• Source passage
>>>
The Constitutional Council announced the decision to deprive Mr Lang, 54, of his seat on the basis of a complaint by his conservative opponent. It banned him from standing in elections for 12 months from 28 March, the date of his election. Since a by-election in his Blois constituency in the Loire Valley has to be held within three months, he cannot regain the seat in this legislature.
The move hit one of President Francois Mitterrand's inner circle. Opinion polls regularly find Mr Lang to be one of France's most popular politicians, especially among the young.
The Constitutional Council, headed by Robert Badinter, a former Justice Minister and an intimate of the President, found that Mr Lang's campaign had cost 589,816.65 francs ( pounds 67,560), 13 per cent over the legal 500,000-franc maximum. The most original campaign expense was the organisation of three excursions to Paris for Blois pensioners. After visiting the Louvre, the old people were personally entertained by Mr Lang at his ministry in the Palais Royal.
Mr Lang is a man who leaves few people indifferent. He was Culture Minister in all the Socialist governments from Mr Mitterrand's first election to the presidency in 1981 until the Socialists' defeat in March. He added Education to his portfolios and was the highest-ranking minister in the last government.
His fans consider his youthful allure - with striped Thierry Mugler shirts and stylish suits - a refreshing change from the staid establishment look. His detractors regard him as superficial and partisan, someone who used his position to promote cronies.
<<<
• Listing
>>>
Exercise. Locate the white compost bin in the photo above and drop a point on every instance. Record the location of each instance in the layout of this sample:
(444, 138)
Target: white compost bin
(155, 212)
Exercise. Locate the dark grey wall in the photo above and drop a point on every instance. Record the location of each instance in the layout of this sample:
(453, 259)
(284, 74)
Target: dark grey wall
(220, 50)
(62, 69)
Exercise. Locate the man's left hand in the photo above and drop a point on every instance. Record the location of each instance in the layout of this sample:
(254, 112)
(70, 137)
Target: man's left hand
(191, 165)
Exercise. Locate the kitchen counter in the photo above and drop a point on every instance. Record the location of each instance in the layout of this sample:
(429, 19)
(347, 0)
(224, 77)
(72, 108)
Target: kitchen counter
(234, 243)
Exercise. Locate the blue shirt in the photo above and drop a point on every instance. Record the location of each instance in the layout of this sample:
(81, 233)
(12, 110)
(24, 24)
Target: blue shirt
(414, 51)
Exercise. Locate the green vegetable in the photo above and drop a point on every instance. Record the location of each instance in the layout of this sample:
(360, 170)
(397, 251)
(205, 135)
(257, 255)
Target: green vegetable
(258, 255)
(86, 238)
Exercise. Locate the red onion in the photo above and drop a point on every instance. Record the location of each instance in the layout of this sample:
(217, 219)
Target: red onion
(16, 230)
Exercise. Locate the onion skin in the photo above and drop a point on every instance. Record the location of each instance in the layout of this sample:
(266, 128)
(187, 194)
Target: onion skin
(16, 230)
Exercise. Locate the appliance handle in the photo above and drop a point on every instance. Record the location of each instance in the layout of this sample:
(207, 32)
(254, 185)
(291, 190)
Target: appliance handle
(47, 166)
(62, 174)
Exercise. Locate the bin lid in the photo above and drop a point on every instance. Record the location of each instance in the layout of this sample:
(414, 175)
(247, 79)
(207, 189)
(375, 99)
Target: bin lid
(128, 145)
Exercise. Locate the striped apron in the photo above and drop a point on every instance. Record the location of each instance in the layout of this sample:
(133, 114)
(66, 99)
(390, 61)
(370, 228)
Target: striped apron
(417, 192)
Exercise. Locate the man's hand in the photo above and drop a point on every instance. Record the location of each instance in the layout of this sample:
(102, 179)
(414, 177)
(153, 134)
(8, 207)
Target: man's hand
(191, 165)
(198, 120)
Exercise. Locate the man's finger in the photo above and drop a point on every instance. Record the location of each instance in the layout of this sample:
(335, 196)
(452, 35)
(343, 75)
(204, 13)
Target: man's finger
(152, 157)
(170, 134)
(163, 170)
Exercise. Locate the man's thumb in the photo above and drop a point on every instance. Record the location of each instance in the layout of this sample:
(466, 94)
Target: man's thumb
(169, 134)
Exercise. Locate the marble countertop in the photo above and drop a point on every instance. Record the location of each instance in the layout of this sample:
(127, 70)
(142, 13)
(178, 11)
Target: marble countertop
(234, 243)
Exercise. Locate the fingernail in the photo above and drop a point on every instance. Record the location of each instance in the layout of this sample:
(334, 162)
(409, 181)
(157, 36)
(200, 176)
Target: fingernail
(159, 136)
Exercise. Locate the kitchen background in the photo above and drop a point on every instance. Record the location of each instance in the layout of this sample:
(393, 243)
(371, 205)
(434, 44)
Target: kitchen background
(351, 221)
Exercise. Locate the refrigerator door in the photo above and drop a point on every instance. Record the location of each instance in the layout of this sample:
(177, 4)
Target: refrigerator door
<<<
• Written instruction
In the article above about Mr Lang, do these statements agree with the text? (a) His campaign spending went 13 per cent over the legal maximum. (b) He is barred from standing in elections for two years. (c) He was Culture Minister only in the last Socialist government. Answer yes or no for each, quoting the deciding words.

• Solution to this problem
(a) Yes: "13 per cent over the legal 500,000-franc maximum"
(b) No: "It banned him from standing in elections for 12 months from 28 March"
(c) No: "He was Culture Minister in all the Socialist governments from Mr Mitterrand's first election to the presidency in 1981 until the Socialists' defeat in March"